-- begin INPUT DATA --
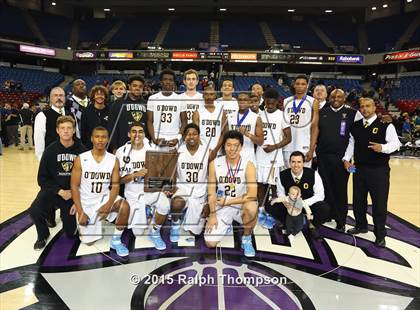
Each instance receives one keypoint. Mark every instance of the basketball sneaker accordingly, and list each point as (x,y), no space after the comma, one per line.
(118,246)
(154,236)
(247,246)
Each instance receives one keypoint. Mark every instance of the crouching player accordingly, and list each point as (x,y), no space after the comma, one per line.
(132,157)
(232,194)
(95,183)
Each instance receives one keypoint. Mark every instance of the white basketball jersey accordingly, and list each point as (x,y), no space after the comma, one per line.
(229,106)
(300,123)
(166,114)
(132,161)
(210,126)
(96,179)
(273,125)
(249,122)
(192,171)
(191,103)
(231,184)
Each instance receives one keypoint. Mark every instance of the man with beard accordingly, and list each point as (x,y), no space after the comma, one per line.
(335,123)
(45,122)
(78,101)
(126,111)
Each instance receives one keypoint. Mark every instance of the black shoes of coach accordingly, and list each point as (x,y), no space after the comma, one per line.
(355,231)
(51,224)
(313,231)
(380,243)
(40,244)
(339,228)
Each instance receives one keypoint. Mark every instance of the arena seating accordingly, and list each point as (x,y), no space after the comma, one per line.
(296,34)
(346,84)
(14,26)
(247,36)
(93,30)
(134,31)
(187,33)
(32,80)
(383,33)
(339,31)
(57,35)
-- end INPUT DATA --
Transcribe every entry word for word, but skip the pictures.

Each instance receives one keypoint. Mark every instance of the basketball sneaker accordingly, and list each point as (x,y), no space after the comma, one per line.
(118,246)
(154,236)
(247,246)
Each instance receives one keypoint. Mark every instance of the crouching player accordingly, and list each point as (x,y), no space after the comma, one per line.
(132,157)
(232,194)
(95,183)
Each instance receives one keypoint. Mark every instance of the white basketball jersey accordingly, and list each point as (x,y), no space after the comma, one per line.
(229,106)
(300,123)
(166,114)
(132,161)
(210,126)
(96,179)
(273,125)
(249,122)
(192,171)
(191,103)
(231,184)
Each instance receives one keypoint. Mark every instance of the man with beard accordingly, and list each point as (x,y), no space after the comma, one per line.
(335,123)
(45,122)
(78,101)
(126,111)
Each instance receives one keypoint. Mark every instance of the black shoes of coach accordingly, and list each point as (x,y), no space after the comma, one per line.
(355,231)
(51,224)
(313,231)
(380,243)
(40,244)
(339,228)
Each instance receives one keypoint. Mark every instance of the arena seating accordingly, and list each point as (x,y), no space after the comma, one per line.
(296,34)
(346,84)
(14,26)
(247,36)
(93,30)
(134,31)
(187,33)
(32,80)
(383,33)
(339,31)
(57,35)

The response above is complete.